╔══
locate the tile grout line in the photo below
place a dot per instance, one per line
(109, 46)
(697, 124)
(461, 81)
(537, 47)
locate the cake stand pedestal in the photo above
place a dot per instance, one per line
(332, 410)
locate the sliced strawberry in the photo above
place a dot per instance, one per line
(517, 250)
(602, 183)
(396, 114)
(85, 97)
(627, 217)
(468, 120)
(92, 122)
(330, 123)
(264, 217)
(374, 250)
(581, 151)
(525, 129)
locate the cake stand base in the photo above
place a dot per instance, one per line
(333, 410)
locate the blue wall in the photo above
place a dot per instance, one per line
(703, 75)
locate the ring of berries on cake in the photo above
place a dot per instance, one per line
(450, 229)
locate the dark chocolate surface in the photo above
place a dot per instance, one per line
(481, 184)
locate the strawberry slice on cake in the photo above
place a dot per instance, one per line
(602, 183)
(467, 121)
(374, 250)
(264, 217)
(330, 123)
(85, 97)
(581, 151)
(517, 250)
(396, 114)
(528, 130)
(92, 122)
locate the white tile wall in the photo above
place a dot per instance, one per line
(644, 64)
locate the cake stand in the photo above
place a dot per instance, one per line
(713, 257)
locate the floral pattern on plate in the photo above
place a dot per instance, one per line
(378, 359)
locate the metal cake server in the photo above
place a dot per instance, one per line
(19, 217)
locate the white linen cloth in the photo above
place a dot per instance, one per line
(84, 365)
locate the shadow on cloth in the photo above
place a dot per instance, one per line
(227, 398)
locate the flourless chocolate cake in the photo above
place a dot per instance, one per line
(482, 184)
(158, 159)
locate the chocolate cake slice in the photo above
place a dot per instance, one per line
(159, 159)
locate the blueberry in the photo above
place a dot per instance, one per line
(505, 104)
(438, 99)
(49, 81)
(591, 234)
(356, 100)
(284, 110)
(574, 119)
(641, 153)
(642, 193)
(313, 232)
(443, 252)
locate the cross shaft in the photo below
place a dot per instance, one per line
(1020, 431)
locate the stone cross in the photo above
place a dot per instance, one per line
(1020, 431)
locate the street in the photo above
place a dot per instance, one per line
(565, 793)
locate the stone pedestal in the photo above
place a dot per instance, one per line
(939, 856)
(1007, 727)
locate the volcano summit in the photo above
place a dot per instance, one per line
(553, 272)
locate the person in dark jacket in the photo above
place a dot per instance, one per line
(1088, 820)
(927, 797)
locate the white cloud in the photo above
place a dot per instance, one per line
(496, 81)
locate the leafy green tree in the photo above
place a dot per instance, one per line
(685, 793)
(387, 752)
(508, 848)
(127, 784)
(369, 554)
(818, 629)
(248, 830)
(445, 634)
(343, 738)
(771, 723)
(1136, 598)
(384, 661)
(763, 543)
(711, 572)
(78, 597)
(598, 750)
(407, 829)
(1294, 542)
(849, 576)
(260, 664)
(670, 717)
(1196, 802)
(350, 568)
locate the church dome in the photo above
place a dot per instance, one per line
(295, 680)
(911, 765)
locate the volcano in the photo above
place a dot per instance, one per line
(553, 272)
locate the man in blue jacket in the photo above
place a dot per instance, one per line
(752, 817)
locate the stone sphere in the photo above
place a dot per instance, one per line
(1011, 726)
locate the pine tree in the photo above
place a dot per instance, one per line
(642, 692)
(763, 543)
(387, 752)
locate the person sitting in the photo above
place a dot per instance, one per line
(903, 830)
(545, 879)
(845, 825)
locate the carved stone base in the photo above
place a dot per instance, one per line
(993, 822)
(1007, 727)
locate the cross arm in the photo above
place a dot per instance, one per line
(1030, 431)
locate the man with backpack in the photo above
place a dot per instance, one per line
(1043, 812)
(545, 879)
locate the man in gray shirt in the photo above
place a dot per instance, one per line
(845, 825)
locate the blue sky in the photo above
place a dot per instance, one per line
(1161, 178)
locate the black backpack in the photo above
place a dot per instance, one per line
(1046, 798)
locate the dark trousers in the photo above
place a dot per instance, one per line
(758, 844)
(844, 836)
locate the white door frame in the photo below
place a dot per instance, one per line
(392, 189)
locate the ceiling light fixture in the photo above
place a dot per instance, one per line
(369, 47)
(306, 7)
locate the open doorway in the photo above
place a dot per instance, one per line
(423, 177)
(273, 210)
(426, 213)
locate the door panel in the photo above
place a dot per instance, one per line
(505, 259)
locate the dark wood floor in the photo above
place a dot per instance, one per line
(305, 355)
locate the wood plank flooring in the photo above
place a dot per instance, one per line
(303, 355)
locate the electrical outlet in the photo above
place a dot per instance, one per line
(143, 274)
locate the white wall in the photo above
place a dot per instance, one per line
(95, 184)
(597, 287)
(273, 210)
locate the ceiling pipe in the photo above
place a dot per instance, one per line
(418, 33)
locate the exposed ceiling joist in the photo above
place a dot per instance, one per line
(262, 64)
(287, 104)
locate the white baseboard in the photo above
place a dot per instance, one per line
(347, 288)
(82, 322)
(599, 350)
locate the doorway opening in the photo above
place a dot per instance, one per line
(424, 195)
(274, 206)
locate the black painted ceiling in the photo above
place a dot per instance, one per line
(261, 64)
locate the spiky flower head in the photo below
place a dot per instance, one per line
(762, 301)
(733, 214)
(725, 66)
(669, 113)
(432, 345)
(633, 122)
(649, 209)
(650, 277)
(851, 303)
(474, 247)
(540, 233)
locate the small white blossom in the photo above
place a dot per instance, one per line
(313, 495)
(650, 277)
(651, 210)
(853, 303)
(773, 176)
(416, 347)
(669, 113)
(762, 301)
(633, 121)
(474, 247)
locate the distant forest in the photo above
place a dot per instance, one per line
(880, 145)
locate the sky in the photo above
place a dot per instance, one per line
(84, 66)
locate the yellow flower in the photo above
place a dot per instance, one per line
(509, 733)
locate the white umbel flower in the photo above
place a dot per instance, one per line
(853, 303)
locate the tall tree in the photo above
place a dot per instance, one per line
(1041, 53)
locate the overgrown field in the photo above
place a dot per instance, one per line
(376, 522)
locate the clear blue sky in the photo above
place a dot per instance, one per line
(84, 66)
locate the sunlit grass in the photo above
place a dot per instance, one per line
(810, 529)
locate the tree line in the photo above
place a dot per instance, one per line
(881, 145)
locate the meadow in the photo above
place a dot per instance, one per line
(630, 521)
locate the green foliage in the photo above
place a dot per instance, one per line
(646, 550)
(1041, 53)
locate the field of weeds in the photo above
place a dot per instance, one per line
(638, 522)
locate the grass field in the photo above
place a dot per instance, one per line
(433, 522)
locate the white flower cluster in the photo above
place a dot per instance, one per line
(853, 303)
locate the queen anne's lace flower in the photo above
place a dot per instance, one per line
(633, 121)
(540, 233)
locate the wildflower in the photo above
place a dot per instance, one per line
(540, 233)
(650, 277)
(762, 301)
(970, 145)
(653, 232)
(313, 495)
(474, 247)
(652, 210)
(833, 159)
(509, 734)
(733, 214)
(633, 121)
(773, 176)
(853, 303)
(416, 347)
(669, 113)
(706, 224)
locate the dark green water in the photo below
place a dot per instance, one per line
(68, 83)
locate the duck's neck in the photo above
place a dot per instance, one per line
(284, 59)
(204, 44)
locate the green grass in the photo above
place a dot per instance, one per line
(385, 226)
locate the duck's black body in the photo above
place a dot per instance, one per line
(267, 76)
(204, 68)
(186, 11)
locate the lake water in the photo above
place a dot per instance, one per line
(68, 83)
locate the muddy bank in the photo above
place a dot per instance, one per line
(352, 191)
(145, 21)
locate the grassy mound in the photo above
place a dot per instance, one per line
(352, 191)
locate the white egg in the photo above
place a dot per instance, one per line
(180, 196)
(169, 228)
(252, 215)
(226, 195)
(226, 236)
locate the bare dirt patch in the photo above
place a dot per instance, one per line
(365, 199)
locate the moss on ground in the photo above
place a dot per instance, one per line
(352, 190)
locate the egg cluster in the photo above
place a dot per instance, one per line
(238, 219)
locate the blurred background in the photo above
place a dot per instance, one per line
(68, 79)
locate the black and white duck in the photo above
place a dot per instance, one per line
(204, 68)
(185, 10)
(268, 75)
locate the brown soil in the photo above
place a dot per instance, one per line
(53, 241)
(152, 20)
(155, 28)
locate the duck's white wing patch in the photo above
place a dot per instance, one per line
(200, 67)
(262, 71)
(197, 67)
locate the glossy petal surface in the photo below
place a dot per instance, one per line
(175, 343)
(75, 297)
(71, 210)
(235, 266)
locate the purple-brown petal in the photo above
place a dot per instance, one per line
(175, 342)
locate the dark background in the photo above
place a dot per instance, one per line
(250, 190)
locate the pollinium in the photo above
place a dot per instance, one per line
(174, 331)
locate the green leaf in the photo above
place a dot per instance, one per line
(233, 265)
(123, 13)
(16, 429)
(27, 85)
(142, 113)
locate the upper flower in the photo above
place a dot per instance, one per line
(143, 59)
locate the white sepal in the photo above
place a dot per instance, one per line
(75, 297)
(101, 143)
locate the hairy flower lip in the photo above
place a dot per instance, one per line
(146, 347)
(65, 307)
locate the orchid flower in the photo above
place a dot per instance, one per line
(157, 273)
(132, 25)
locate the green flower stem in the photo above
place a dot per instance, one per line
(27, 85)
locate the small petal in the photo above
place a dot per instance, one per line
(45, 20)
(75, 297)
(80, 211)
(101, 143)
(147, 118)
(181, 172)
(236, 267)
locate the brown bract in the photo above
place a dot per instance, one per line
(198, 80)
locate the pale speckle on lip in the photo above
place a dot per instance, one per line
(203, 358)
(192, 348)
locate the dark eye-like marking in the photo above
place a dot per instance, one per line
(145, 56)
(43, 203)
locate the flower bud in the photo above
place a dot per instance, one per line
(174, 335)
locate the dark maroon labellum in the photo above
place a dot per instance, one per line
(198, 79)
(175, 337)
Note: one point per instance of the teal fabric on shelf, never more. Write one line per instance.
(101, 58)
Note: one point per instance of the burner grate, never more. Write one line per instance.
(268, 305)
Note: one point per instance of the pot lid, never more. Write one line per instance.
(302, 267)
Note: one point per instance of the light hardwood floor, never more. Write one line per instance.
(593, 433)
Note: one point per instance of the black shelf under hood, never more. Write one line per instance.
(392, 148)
╚══
Within the material above, output exactly the lines from the one with "locate the strawberry" through the one with "locate the white linen", end lines included, and nothing besides.

locate the strawberry slice on cake in the photo above
place a dot per instance, one per line
(602, 183)
(467, 121)
(374, 250)
(264, 217)
(330, 123)
(85, 97)
(581, 151)
(517, 250)
(396, 114)
(528, 130)
(92, 122)
locate the white tile wall in the photo above
place a dot per instance, one per line
(644, 64)
locate the cake stand in the photo above
place a dot per instance, one per line
(713, 257)
locate the floral pattern on plate in the photo above
place a dot per instance, one per line
(378, 359)
locate the metal cake server in the photo above
place a dot per instance, one per line
(19, 217)
locate the white linen cloth in the photo above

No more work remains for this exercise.